What is expected.
Working through the entries below, find how many lines include "Output", then write only that number.

[Natural-language object grounding data]
────────────────────

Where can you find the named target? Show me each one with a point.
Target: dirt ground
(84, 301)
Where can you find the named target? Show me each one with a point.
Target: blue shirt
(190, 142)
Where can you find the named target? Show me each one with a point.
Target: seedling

────────────────────

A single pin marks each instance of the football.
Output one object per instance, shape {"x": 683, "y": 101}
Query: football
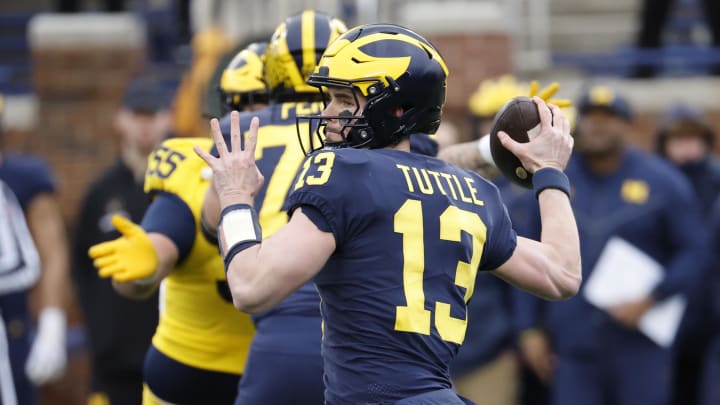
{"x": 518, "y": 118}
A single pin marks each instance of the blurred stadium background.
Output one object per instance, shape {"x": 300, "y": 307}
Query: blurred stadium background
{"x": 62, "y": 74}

────────────────────

Answer box.
2